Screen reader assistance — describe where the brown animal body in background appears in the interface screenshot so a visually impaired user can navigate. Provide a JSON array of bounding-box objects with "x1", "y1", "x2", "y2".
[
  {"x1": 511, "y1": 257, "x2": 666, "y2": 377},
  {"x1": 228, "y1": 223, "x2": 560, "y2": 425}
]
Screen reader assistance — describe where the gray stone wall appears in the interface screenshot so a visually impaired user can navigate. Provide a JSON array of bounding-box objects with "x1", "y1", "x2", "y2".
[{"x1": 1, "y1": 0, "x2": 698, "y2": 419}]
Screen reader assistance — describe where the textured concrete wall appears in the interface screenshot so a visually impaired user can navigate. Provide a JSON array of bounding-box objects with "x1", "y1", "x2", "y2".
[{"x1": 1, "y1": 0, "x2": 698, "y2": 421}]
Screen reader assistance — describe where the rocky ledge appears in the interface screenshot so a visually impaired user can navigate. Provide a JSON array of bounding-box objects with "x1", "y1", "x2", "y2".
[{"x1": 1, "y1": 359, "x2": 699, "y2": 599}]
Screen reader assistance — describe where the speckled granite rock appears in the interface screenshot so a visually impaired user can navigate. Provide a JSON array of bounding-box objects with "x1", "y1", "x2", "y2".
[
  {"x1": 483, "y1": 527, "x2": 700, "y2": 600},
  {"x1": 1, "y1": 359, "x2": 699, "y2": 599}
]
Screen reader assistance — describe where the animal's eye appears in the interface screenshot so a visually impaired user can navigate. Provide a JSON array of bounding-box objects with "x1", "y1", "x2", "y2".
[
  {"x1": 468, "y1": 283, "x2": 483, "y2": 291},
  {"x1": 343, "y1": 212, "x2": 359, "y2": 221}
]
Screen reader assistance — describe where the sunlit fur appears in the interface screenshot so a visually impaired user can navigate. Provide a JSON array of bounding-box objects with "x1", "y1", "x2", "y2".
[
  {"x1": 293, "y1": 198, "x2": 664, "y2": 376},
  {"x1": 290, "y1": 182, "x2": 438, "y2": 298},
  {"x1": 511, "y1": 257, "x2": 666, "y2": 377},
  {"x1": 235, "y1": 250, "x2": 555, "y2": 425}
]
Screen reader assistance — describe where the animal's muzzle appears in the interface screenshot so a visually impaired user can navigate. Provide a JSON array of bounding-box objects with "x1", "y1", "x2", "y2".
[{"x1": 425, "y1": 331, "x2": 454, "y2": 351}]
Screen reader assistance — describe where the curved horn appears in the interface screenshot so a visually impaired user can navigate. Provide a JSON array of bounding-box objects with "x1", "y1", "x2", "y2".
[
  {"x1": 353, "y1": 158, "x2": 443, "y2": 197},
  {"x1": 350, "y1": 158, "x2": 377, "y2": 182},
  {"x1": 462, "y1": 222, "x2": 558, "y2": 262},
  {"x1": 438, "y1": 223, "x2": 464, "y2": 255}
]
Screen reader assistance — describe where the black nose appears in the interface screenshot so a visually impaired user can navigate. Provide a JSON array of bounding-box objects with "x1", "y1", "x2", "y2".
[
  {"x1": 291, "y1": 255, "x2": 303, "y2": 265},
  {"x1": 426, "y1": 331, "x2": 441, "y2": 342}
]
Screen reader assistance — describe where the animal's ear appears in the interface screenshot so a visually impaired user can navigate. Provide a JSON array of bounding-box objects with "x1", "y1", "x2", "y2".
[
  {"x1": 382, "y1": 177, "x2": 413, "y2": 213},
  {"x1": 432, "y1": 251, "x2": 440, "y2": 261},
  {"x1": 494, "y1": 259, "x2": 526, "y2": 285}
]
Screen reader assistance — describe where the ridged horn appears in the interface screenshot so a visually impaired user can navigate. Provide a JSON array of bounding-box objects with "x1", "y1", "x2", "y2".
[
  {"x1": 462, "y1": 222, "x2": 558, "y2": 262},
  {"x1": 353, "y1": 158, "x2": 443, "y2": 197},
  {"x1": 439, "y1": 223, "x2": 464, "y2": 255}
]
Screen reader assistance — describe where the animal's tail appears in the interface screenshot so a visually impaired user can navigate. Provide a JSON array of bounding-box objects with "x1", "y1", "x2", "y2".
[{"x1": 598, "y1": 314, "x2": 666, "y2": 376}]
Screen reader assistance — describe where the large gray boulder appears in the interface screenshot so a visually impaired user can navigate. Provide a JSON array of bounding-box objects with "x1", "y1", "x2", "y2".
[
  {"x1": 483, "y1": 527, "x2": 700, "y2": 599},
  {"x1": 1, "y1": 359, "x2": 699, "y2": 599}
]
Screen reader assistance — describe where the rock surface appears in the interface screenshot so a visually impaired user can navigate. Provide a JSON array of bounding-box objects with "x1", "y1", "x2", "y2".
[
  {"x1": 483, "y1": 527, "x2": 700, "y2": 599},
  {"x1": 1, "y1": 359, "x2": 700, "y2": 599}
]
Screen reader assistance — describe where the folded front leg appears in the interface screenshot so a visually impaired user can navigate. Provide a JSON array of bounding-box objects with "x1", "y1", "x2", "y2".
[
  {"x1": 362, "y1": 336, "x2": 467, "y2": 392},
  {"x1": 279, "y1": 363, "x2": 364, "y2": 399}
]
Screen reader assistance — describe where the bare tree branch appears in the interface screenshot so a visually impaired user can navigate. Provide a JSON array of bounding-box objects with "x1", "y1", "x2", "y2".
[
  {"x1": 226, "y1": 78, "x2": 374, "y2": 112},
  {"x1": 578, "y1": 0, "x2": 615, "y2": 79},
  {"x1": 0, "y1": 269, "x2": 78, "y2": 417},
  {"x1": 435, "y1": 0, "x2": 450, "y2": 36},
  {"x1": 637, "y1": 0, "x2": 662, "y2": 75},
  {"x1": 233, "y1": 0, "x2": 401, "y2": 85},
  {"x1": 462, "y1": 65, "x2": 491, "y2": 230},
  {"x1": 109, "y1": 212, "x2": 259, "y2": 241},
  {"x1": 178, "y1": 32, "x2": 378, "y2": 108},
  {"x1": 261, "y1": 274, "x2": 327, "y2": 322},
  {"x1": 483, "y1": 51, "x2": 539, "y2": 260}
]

● TASK TO CARRY OUT
The required output is the complete set of records, reproduced exactly.

● EXPECTED OUTPUT
Screen reader assistance — describe where the brown animal body in background appears in the interface screenshot so a visually impaired user can navigate. Provide a JSON array of bounding-box objects with "x1", "y1", "x2", "y2".
[
  {"x1": 511, "y1": 257, "x2": 666, "y2": 377},
  {"x1": 228, "y1": 223, "x2": 560, "y2": 425}
]
Screen reader assistance — describe where the gray stone wall appears in the interface screenshot so a visually impaired user can navigate. Provide a JSON array of bounding-box objects with "x1", "y1", "x2", "y2".
[{"x1": 1, "y1": 0, "x2": 698, "y2": 419}]
Screen reader assistance — describe where the textured concrete wall appears in the interface screenshot so a visually impaired user can navigate. Provide a JSON array of bounding-box objects with "x1", "y1", "x2", "y2".
[{"x1": 1, "y1": 0, "x2": 698, "y2": 421}]
Screen reader assistance — describe where the rocky ledge appears in the interface screenshot so a visually impaired user can navigate. Provide a JSON array of bounding-box objects with "x1", "y1", "x2", "y2".
[{"x1": 1, "y1": 359, "x2": 699, "y2": 599}]
Screen reader assistance — describe where the speckled granite rock appears in the interface screenshot so a visually impaired user can navigate. Provide a JSON array of bounding-box objects with "x1", "y1", "x2", "y2".
[
  {"x1": 483, "y1": 527, "x2": 700, "y2": 600},
  {"x1": 1, "y1": 359, "x2": 699, "y2": 599}
]
Screen reader assistance — describe where the animal's eye appears in the interface screenshot so a visually impaired user can navigate. Provide a JSON array of bounding-box objects with "x1", "y1", "x2", "y2".
[
  {"x1": 468, "y1": 283, "x2": 483, "y2": 291},
  {"x1": 343, "y1": 212, "x2": 359, "y2": 221}
]
Screen reader assistance — describe where the sunlit fur appears in the interface screenshot so a visually impaired user can navigate. Provide a JSON array of bounding-box objects with "x1", "y1", "x2", "y2".
[
  {"x1": 293, "y1": 198, "x2": 664, "y2": 376},
  {"x1": 290, "y1": 182, "x2": 438, "y2": 298},
  {"x1": 511, "y1": 257, "x2": 666, "y2": 377},
  {"x1": 235, "y1": 250, "x2": 555, "y2": 425}
]
Screen reader assistance — describe where the animal's muzzle appears in the interface screenshot so a visually impaired user can navigate. Provide a JSON array of bounding-box objects with "x1", "y1", "x2", "y2".
[{"x1": 425, "y1": 331, "x2": 454, "y2": 351}]
Screen reader assistance — describe where the curved horn appears in the interface screenshot so a visually impaired user can navigate. Provide a JSON array of bounding-box objects with "x1", "y1", "x2", "y2".
[
  {"x1": 353, "y1": 158, "x2": 443, "y2": 197},
  {"x1": 350, "y1": 158, "x2": 377, "y2": 182},
  {"x1": 462, "y1": 222, "x2": 558, "y2": 262},
  {"x1": 438, "y1": 223, "x2": 464, "y2": 255}
]
Screen reader assistance — describe where the black nose appears in the interface screenshot so a visually impaired user can navigate. Provide a JSON array of bounding-box objects with "x1", "y1", "x2", "y2".
[
  {"x1": 291, "y1": 255, "x2": 303, "y2": 265},
  {"x1": 426, "y1": 331, "x2": 441, "y2": 342}
]
Screen reader assistance — describe where the animal's ear appears in the interface screenshot so a visually impaired user can navigate. Provide a JSON array of bounding-box objects with "x1", "y1", "x2", "y2".
[
  {"x1": 382, "y1": 177, "x2": 413, "y2": 213},
  {"x1": 432, "y1": 251, "x2": 440, "y2": 261},
  {"x1": 494, "y1": 259, "x2": 526, "y2": 285}
]
Screen reader assistance — describe where the ridged horn appears in the interface screenshot so a visually impaired user can navigate. Provide a JSON array of bounding-box objects with "x1", "y1", "x2", "y2".
[
  {"x1": 462, "y1": 222, "x2": 558, "y2": 262},
  {"x1": 353, "y1": 158, "x2": 443, "y2": 197},
  {"x1": 439, "y1": 223, "x2": 464, "y2": 255}
]
Screen reader assistance — describe where the animal's tail appears in the interface screenshot so a visually impaired user can navigate. Provide a JSON array of bounding-box objects with "x1", "y1", "x2", "y2".
[{"x1": 598, "y1": 314, "x2": 666, "y2": 376}]
Screen reader assistance — describe where the large gray boulder appears in the interface screenshot so a visually impaired user can navigate. Provide a JSON array of bounding-box objects with "x1", "y1", "x2", "y2".
[
  {"x1": 483, "y1": 527, "x2": 700, "y2": 599},
  {"x1": 1, "y1": 359, "x2": 699, "y2": 599}
]
Screen reader assistance — describe where the rock surface appears in the interface screenshot so a visually impaired user can navigate. Provide a JSON array of bounding-box objects with "x1", "y1", "x2", "y2".
[
  {"x1": 483, "y1": 527, "x2": 700, "y2": 599},
  {"x1": 1, "y1": 359, "x2": 700, "y2": 599}
]
Screen reader assistance — describe where the folded front leg appears in the interface screenshot so a visually impaired user can navigate. Provide a JSON array of bounding-box objects with "x1", "y1", "x2", "y2".
[
  {"x1": 362, "y1": 336, "x2": 467, "y2": 392},
  {"x1": 279, "y1": 363, "x2": 364, "y2": 399}
]
Screen reader assistance — describe where the bare tree branch appears in the interface screenshot so a visually impaired user can navigate. Provide a JSON array of bounding-box objects with "x1", "y1", "x2", "y2".
[
  {"x1": 226, "y1": 78, "x2": 374, "y2": 112},
  {"x1": 578, "y1": 0, "x2": 615, "y2": 79},
  {"x1": 0, "y1": 269, "x2": 78, "y2": 417},
  {"x1": 435, "y1": 0, "x2": 450, "y2": 36},
  {"x1": 637, "y1": 0, "x2": 662, "y2": 75},
  {"x1": 233, "y1": 0, "x2": 401, "y2": 85},
  {"x1": 462, "y1": 65, "x2": 491, "y2": 230},
  {"x1": 109, "y1": 212, "x2": 259, "y2": 241},
  {"x1": 178, "y1": 32, "x2": 378, "y2": 108},
  {"x1": 261, "y1": 274, "x2": 327, "y2": 322},
  {"x1": 483, "y1": 51, "x2": 539, "y2": 260}
]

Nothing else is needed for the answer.